| Problem to solve |
Give every line of the listing back, exactly as written.

| Provided information |
+---+

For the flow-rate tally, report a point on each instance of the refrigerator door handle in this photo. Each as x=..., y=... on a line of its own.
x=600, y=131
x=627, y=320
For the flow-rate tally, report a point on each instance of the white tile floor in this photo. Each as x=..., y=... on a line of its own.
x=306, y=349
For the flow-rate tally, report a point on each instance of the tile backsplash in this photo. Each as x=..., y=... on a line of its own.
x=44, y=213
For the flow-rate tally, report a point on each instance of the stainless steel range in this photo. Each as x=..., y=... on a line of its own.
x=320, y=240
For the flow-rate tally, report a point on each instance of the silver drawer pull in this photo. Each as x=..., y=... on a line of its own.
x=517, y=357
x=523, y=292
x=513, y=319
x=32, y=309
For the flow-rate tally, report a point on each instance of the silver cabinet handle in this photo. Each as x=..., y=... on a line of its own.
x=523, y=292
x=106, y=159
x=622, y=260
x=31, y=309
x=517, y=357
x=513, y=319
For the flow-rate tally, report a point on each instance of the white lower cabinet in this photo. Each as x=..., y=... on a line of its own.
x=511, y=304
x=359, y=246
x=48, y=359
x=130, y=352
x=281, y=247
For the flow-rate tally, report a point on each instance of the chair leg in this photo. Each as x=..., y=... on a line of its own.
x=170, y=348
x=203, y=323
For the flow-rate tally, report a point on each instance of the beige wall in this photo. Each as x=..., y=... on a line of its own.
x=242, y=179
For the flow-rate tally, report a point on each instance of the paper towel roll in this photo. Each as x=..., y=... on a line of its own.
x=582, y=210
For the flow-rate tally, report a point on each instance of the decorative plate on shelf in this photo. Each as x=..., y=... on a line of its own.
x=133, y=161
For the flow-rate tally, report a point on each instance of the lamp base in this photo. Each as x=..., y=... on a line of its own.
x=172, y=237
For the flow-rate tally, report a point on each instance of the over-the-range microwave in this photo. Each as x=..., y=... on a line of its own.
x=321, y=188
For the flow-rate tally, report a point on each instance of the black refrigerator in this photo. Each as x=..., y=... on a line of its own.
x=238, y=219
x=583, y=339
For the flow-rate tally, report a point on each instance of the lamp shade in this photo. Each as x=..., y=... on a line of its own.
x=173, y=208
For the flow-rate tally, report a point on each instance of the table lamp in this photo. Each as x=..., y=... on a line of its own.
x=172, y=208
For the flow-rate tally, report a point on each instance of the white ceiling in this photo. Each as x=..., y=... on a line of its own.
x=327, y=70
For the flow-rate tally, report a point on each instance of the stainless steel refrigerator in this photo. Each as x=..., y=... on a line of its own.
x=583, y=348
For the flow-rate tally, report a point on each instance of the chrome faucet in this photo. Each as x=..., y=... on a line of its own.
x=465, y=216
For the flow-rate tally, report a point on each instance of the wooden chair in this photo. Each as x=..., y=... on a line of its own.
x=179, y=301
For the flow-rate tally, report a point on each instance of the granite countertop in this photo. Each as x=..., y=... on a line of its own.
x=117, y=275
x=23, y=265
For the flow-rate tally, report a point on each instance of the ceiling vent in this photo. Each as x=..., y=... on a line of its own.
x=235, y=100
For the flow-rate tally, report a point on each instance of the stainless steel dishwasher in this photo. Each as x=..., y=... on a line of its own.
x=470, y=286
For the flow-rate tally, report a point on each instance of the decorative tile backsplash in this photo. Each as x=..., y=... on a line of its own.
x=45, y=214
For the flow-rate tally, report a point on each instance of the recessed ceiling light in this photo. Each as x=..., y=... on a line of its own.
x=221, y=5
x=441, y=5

+---+

| Answer below |
For the flow-rate tally, report a point on each instance of the refrigerator door handle in this photo. Each as x=..., y=... on a line of its own.
x=600, y=131
x=627, y=320
For the flow-rate tally, report a point on each instance of the white tile floor in this photo. Each as x=..., y=... on a line of its own.
x=306, y=349
For the flow-rate tally, report a point on each instance of the tile backsplash in this photo. Each as x=..., y=... on a line of its own.
x=44, y=213
For the flow-rate tally, report a point on each instance of the stainless steel range in this photo. Each as x=..., y=... on a line of its own.
x=320, y=240
For the flow-rate tally, report a point on each instance of the silver drawer pull in this photo. Each as x=..., y=... on a line of its own.
x=517, y=357
x=523, y=292
x=513, y=319
x=32, y=309
For the flow-rate tally, report a point on each instance of the silver cabinet handle in this photo. Each as x=..., y=... on a line of its own.
x=523, y=292
x=106, y=159
x=622, y=260
x=31, y=309
x=517, y=357
x=513, y=319
For the flow-rate tally, report a point on each instance of the white lower cabinet in this photo. Each as x=..., y=... on a line of its own.
x=511, y=304
x=359, y=246
x=48, y=359
x=130, y=352
x=281, y=247
For the flow-rate tally, report a point on each instance of the chair leg in this photo. Each as x=..., y=... on a line of its own.
x=170, y=348
x=203, y=323
For the flow-rate tally, report a point on each instance of the beige wall in this photo. Each as x=..., y=... on a line of its own.
x=242, y=179
For the flow-rate tally, report a point on each instance of the paper towel roll in this photo. Each as x=..., y=... on a line of its own.
x=582, y=210
For the flow-rate tally, report a point on each instance of the decorative plate on shelf in this photo. Each as x=..., y=... on a line of its own.
x=133, y=161
For the flow-rate tally, report a point on each instance of the lamp base in this photo. Each as x=..., y=... on a line of its own.
x=172, y=237
For the flow-rate tally, report a point on each instance of the over-the-range microwave in this photo. Each as x=..., y=... on a line of its own.
x=321, y=188
For the flow-rate tally, report a point on each instance of the black refrigerator in this photo. Each as x=..., y=... on a line of its own.
x=238, y=219
x=583, y=339
For the flow-rate tally, report a point on each instance of the lamp shade in this photo. Each as x=..., y=... on a line of its own.
x=173, y=208
For the flow-rate tally, report a point on each instance of the table lamp in this photo. Each as x=..., y=... on a line of its own.
x=172, y=208
For the flow-rate tally, report a point on each instance of the white ceiling in this photo. Each as x=..., y=... on a line of its own.
x=327, y=70
For the flow-rate tally, report a point on each instance of the stainless steel refrigerator in this photo. Each as x=..., y=... on a line of its own.
x=583, y=348
For the flow-rate tally, report a point on each instance of the chrome faucet in this photo. Each as x=..., y=... on a line of its own.
x=465, y=216
For the flow-rate tally, report a point on each instance of the wooden chair in this photo. Each as x=..., y=... on a line of its own.
x=179, y=301
For the flow-rate tally, report a point on each instance of the granite countertop in this photo. Each as x=..., y=... on a line of its own.
x=117, y=275
x=23, y=265
For the flow-rate tally, report a point on each instance of the ceiling vent in this photo. Each as x=..., y=... on a line of its own.
x=235, y=100
For the flow-rate tally, report a point on each instance of the stainless steel dishwasher in this photo. Each as x=..., y=... on a line of its own.
x=470, y=286
For the flow-rate tally, report a point on each instance of the decorative tile backsplash in this photo. Each as x=..., y=... on a line of its own.
x=45, y=214
For the flow-rate tally, report a point on each instance of the recessed ceiling light in this photo. Each as x=..., y=... on a line of its own.
x=221, y=5
x=441, y=5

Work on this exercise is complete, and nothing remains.